* [Exercise aim] Please change every "knit hat" in the listing below to "wool cap", then give the listing again with nothing else altered.
==*==
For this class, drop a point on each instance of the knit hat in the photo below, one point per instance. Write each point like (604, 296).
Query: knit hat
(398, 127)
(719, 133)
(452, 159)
==*==
* [Result of the task]
For this class, drop a point on each instance of the wool cap in the photo below, one point per instance. Write each point like (604, 296).
Query: wool cap
(398, 127)
(719, 133)
(452, 159)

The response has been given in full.